** START OF RECORDS SUPPLIED **

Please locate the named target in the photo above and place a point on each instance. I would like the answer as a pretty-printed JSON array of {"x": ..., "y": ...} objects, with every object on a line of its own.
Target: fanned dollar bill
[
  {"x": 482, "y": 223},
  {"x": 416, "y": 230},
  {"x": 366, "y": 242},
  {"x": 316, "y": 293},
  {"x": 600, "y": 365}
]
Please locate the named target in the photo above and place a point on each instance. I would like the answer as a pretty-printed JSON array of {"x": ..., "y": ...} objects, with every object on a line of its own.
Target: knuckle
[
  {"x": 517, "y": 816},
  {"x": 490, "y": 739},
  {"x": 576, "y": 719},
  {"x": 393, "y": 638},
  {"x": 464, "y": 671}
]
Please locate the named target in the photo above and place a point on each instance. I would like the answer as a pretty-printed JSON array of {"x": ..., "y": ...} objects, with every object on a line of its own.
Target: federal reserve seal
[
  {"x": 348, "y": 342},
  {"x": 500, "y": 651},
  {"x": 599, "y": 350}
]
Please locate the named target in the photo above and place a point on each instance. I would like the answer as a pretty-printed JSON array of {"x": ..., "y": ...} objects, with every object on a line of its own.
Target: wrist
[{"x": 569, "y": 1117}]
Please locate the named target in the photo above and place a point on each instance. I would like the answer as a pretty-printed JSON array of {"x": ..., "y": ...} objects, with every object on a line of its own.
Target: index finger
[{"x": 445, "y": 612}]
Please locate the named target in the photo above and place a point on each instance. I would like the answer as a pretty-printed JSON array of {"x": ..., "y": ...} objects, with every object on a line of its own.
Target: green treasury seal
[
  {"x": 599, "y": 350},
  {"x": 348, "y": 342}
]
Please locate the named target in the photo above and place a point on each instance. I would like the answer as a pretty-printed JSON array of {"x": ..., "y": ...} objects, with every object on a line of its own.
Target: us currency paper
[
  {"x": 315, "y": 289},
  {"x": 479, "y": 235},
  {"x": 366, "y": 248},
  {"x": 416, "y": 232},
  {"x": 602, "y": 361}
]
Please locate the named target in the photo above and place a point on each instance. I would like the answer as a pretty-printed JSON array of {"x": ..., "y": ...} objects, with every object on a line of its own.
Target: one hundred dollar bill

** END OF RECORDS SUPPLIED **
** START OF RECORDS SUPPLIED **

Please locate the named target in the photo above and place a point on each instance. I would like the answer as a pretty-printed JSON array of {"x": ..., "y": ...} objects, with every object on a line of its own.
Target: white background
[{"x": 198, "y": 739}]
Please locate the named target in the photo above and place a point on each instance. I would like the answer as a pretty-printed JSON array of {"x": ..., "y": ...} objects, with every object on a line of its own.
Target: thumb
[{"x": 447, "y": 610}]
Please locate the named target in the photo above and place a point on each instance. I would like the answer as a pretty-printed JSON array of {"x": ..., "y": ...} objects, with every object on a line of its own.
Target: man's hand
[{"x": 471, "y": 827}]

** END OF RECORDS SUPPLIED **

Find every line in the rows that contains the word "bill", and copy each of those lines. Case counts.

● RESULT BELOW:
Target: fanned dollar bill
Target: one hundred dollar bill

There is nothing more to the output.